Detection annotation records:

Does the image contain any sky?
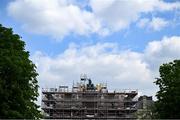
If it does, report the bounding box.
[0,0,180,103]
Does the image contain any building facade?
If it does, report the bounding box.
[41,76,138,119]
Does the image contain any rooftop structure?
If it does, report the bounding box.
[41,75,137,119]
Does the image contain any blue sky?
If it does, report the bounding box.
[0,0,180,101]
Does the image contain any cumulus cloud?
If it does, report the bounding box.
[7,0,100,37]
[137,17,170,31]
[32,36,180,104]
[7,0,180,38]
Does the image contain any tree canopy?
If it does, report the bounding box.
[0,24,40,119]
[155,60,180,119]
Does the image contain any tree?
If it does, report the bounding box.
[0,24,41,119]
[154,60,180,119]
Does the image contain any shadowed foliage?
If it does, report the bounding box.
[0,24,41,119]
[154,60,180,119]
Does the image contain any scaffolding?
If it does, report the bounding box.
[41,76,138,119]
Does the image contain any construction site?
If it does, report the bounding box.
[41,75,138,120]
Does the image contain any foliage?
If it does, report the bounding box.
[0,24,41,119]
[154,60,180,119]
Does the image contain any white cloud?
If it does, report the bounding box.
[8,0,100,37]
[33,36,180,104]
[137,17,170,31]
[137,18,150,28]
[149,17,169,31]
[144,36,180,71]
[7,0,180,38]
[90,0,180,31]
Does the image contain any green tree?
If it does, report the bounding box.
[154,60,180,119]
[0,24,41,119]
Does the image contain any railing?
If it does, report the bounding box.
[42,88,138,93]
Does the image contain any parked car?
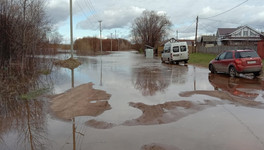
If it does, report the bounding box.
[209,50,262,77]
[161,41,189,64]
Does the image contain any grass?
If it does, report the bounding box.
[189,53,217,67]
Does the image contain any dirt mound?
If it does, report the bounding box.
[50,83,111,120]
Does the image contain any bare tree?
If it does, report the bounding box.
[0,0,50,73]
[131,10,172,50]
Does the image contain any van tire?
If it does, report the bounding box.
[229,66,237,77]
[161,58,165,63]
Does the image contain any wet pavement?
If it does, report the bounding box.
[0,52,264,150]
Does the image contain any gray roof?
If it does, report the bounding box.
[201,35,217,42]
[217,28,238,36]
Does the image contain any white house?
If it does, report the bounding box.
[216,26,264,45]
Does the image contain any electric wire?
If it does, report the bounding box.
[203,0,248,19]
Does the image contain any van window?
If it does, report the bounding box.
[225,52,233,59]
[164,47,170,53]
[173,46,179,52]
[181,46,186,52]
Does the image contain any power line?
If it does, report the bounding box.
[201,0,248,19]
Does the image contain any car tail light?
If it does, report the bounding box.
[235,59,242,65]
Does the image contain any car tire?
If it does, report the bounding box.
[209,64,216,73]
[161,58,165,63]
[254,71,261,77]
[229,66,237,77]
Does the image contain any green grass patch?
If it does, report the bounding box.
[20,88,49,100]
[189,53,217,67]
[54,58,81,69]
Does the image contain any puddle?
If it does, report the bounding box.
[0,52,264,150]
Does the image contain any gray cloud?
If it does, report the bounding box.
[47,0,264,38]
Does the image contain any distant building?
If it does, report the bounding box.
[216,26,264,46]
[201,35,217,47]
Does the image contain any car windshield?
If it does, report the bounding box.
[236,51,259,58]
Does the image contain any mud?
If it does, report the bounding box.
[141,143,181,150]
[123,100,217,126]
[85,119,116,129]
[85,100,221,129]
[50,83,111,120]
[179,90,264,108]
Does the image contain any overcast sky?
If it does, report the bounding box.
[47,0,264,43]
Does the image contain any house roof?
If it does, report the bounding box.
[217,28,238,36]
[201,35,217,42]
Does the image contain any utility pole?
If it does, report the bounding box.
[70,0,73,58]
[111,33,113,51]
[98,20,103,55]
[194,16,199,53]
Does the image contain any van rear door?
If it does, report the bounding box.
[180,45,189,60]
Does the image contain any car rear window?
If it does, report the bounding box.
[173,46,179,52]
[235,51,259,58]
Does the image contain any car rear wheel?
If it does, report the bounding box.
[209,64,216,73]
[229,66,237,77]
[161,58,165,63]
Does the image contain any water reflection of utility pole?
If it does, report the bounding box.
[100,57,103,86]
[193,66,196,91]
[71,69,76,150]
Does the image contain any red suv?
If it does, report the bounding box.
[209,50,262,77]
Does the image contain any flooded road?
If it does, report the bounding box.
[0,52,264,150]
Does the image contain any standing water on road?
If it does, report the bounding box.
[0,51,264,150]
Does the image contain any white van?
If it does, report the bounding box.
[161,42,189,64]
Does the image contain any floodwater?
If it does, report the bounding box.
[0,51,264,150]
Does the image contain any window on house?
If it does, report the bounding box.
[225,52,233,59]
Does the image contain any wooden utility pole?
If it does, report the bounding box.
[111,33,113,51]
[70,0,73,58]
[194,16,198,53]
[98,20,103,55]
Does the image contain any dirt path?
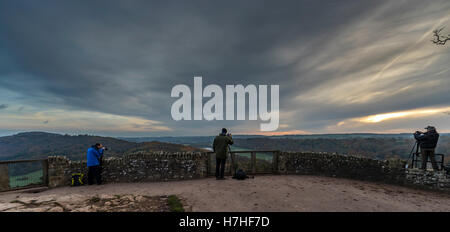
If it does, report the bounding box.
[0,176,450,211]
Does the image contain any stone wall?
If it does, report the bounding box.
[48,152,450,192]
[48,152,208,187]
[277,152,406,183]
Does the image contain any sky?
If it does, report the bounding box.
[0,0,450,136]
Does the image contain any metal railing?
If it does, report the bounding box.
[207,150,279,176]
[0,159,48,192]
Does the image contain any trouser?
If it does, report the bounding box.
[420,149,438,170]
[88,165,102,185]
[216,158,227,178]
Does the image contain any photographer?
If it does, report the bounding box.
[414,126,439,171]
[87,143,107,185]
[213,128,233,180]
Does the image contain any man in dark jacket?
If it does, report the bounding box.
[87,143,106,185]
[414,126,439,171]
[213,128,233,180]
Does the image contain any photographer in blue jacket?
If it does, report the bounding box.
[87,143,108,185]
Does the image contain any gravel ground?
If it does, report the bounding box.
[0,175,450,212]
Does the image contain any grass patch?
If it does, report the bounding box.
[167,195,184,212]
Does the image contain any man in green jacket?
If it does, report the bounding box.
[213,128,233,180]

What to produce: Rewrite all of the lines above, replacing every "bounding box" with "box coordinates" and keeping everything else the same. Leave the pictures out.

Result of this exercise:
Does the image contain any sky?
If it does, report the box coordinates.
[0,0,180,103]
Does the image contain any building facade?
If it does, report the box coordinates.
[41,76,138,119]
Does the image contain any rooftop structure?
If it does, report the box coordinates.
[41,75,137,119]
Does the image contain any blue sky?
If it does, report the box coordinates.
[0,0,180,101]
Does the image contain any cumulus cloud?
If it does, report the box coordinates.
[7,0,100,37]
[137,17,170,31]
[32,36,180,104]
[7,0,180,38]
Does the image contain any tree canopy?
If it does, report the box coordinates.
[0,24,40,119]
[155,60,180,119]
Does the image contain any tree?
If it does, report the box coordinates.
[0,24,41,119]
[154,60,180,119]
Does the image contain any shadowed foliage?
If it does, report the box coordinates.
[0,24,41,119]
[154,60,180,119]
Does the image contain any scaffolding?
If it does, report the box coordinates.
[41,76,138,119]
Does the image contain any construction site?
If it does, report the box coordinates.
[41,75,138,120]
Does the image contain any foliage?
If it does, report the box coordinates.
[0,24,41,119]
[154,60,180,119]
Does the image contain any white cloud?
If it does, report the box coordinates.
[8,0,100,37]
[33,36,180,104]
[137,17,170,31]
[137,18,150,28]
[149,17,169,31]
[144,36,180,71]
[7,0,180,38]
[90,0,180,31]
Does the image contain any green tree?
If it does, report the box coordinates.
[154,60,180,119]
[0,24,41,119]
Does the image contain any railing?
If it does, report the box coordinates.
[42,88,138,93]
Does the image contain any parked car?
If it does, report the box coordinates.
[209,50,262,77]
[161,41,189,64]
Does the image contain any grass?
If it does, report the box coordinates.
[189,53,217,67]
Does the image contain any dirt mound?
If it does, report the box coordinates.
[50,83,111,120]
Does the image contain any bare tree?
If it does, report the box coordinates.
[0,0,50,73]
[131,10,172,50]
Does the image contain any van tire?
If it does, report the box coordinates.
[229,66,237,77]
[161,58,165,63]
Does the image contain any wet pavement?
If it does, report the box coordinates.
[0,52,264,150]
Does the image contain any gray roof?
If it does, report the box coordinates.
[201,35,217,42]
[217,28,238,36]
Does the image contain any white house?
If it does, report the box coordinates.
[216,26,264,45]
Does the image contain any electric wire?
If it does, report the box coordinates.
[203,0,248,19]
Does the image contain any van window?
If it does, report the box coordinates.
[225,52,233,59]
[164,47,170,53]
[173,46,179,52]
[181,46,186,52]
Does the image contain any power line?
If it does, report the box coordinates.
[201,0,248,19]
Does the image contain any car tail light?
If it does, report the box coordinates.
[235,59,242,65]
Does the image contain any car tire?
If it does, report the box coordinates.
[209,64,216,73]
[161,58,165,63]
[254,71,261,77]
[229,66,237,77]
Does the image contain any green grass patch?
If it does, report the box coordinates.
[20,88,49,100]
[189,53,217,67]
[54,58,81,69]
Does the image contain any puddle?
If it does, report the box coordinates.
[0,52,264,150]
Does the image contain any gray cloud?
If it does, report the box coordinates.
[47,0,264,38]
Does the image contain any distant building?
If it does, report the box coordinates.
[216,26,264,46]
[201,35,217,47]
Does the image contain any car windshield?
If it does, report the box coordinates.
[236,51,259,58]
Does the image contain any mud?
If it does, report the box coordinates.
[141,143,181,150]
[123,100,217,126]
[85,119,116,129]
[85,100,221,129]
[50,83,111,120]
[179,90,264,108]
Does the image contain any overcast sky?
If it does, report the box coordinates.
[47,0,264,43]
Does the image contain any house roof?
If it does, report the box coordinates.
[217,28,238,36]
[201,35,217,42]
Does the image contain any utility pole?
If it does, report the box coordinates.
[70,0,73,58]
[111,33,113,51]
[98,20,103,55]
[194,16,199,53]
Does the image contain any van rear door?
If it does, report the box coordinates.
[180,45,189,60]
Does the image contain any car rear window?
If it does, report the box coordinates.
[173,46,179,52]
[235,51,259,58]
Does the image contain any car rear wheel?
If it does, report the box coordinates.
[209,64,216,73]
[229,66,237,77]
[161,58,165,63]
Does the image contain any water reflection of utility pole?
If it does, report the box coordinates.
[100,57,103,86]
[193,66,196,91]
[71,69,76,150]
Does the image contain any red suv?
If it does, report the box coordinates.
[209,50,262,77]
Does the image contain any flooded road?
If it does, report the box coordinates.
[0,52,264,150]
Does the image contain any standing water on road?
If it does, report the box coordinates.
[0,51,264,150]
Does the image contain any white van?
If it does, report the box coordinates.
[161,42,189,64]
Does the image contain any floodwater?
If it does, report the box coordinates.
[0,51,264,150]
Does the image contain any window on house?
If it does, report the box coordinates.
[225,52,233,59]
Does the image contain any wooden utility pole?
If it does, report the box coordinates.
[111,33,113,51]
[70,0,73,58]
[194,16,198,53]
[98,20,103,55]
Does the image contain any dirt path?
If it does, report the box coordinates.
[0,176,450,211]
Does the image contain any stone wall?
If it does, report the box coordinates.
[48,152,450,192]
[48,152,208,187]
[277,152,406,183]
Does the image contain any sky?
If it does, report the box coordinates.
[0,0,450,136]
Does the image contain any metal railing?
If it does, report the box coordinates.
[207,150,279,176]
[0,159,48,192]
Does the image contain any trouser?
If it does, report the box coordinates.
[420,149,438,170]
[88,165,102,185]
[216,158,227,178]
Does the image contain any photographer?
If it does, report the box coordinates.
[414,126,439,171]
[87,143,107,185]
[213,128,233,180]
Does the image contain any man in dark jacket?
If it does, report the box coordinates.
[87,143,106,185]
[414,126,439,171]
[213,128,233,180]
Does the image contain any photographer in blue jacket?
If it does, report the box coordinates.
[87,143,108,185]
Does the image contain any gravel ground?
If it does, report the box coordinates.
[0,175,450,212]
Does the image contain any grass patch?
If it does, report the box coordinates.
[167,195,184,212]
Does the image contain any man in green jacket?
If it does, report the box coordinates.
[213,128,233,180]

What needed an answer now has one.